[start Text excerpt]

This vehicle is expected to leap from 60 ft. Sand dunes and take sliding
corners at flat-out speeds. (4.6 RPi Race Spec Engine) and the results with the
Weber are superb: no flat spots, no stalling engine, no loss of power and with
unrivalled throttle response.
A reason for this may
be the location of the Float Bowls. On the Holly (renowned for problems
off-road) the float bowls are mounted front and rear, this means that when on
steeper inclines the fuel transfer hole becomes flooded or starved and would
normally lead to engine stalling, but on the Weber the float bowls are mounted
on the sides and the fuel transfer is in the centre, so no adverse affects are
experienced on steep inclines. This makes good sense as all off-road vehicles
can stand steeper climbs and descents (rather than traversing around steep
inclines) before becoming overbalanced.

[end Text excerpt]
[start Materials provided]

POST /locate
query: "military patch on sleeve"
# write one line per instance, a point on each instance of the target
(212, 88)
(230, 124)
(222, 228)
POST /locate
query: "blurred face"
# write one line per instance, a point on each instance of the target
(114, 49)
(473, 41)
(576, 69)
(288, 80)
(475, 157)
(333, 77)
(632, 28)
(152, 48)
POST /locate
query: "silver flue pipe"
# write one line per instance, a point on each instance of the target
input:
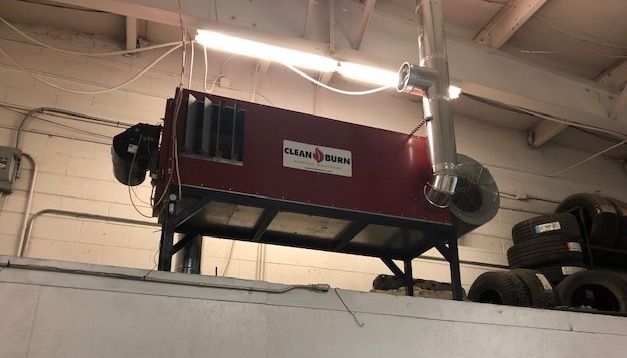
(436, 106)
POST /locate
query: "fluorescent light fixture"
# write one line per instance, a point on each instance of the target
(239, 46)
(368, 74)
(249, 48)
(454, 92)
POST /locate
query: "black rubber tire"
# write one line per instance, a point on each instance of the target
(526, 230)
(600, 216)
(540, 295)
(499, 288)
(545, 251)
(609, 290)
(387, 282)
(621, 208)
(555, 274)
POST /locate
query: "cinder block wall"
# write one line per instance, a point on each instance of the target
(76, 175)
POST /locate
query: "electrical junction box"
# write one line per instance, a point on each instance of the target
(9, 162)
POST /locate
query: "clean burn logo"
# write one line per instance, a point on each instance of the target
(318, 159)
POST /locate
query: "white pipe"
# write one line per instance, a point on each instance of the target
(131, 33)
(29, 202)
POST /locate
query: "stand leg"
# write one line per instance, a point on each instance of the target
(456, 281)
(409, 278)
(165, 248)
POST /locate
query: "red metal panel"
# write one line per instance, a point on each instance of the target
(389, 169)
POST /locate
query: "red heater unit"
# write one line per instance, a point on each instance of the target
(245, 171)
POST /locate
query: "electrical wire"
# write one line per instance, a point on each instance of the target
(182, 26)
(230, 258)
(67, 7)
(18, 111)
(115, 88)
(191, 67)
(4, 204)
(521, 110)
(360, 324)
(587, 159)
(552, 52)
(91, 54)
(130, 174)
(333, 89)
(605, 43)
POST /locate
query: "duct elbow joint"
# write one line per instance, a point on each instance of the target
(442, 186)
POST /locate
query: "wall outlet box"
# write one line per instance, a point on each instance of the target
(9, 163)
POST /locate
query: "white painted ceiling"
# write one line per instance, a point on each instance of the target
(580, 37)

[end Materials provided]
[start Materials provided]

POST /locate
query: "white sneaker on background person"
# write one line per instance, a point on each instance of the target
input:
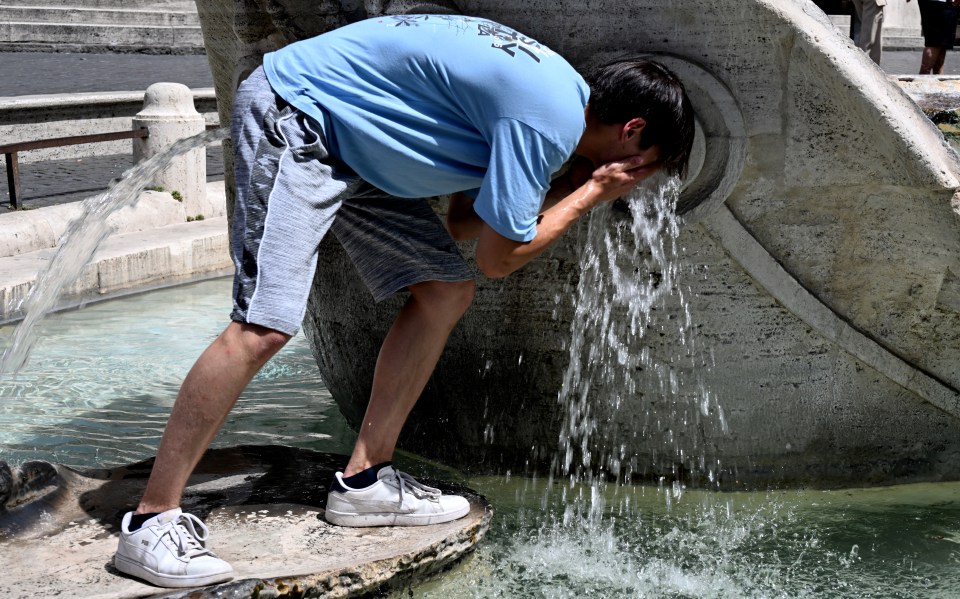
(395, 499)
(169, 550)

[end Materials provided]

Set task 1
In the text excerpt, where are the float bowls mounted on the Weber?
Set task 2
Locate every line of the records that contains the word "wall" and copy each one.

Task output 1
They are mounted on the sides, with the fuel transfer in the center.

Task output 2
query: "cinder block wall"
query: "wall outlet box"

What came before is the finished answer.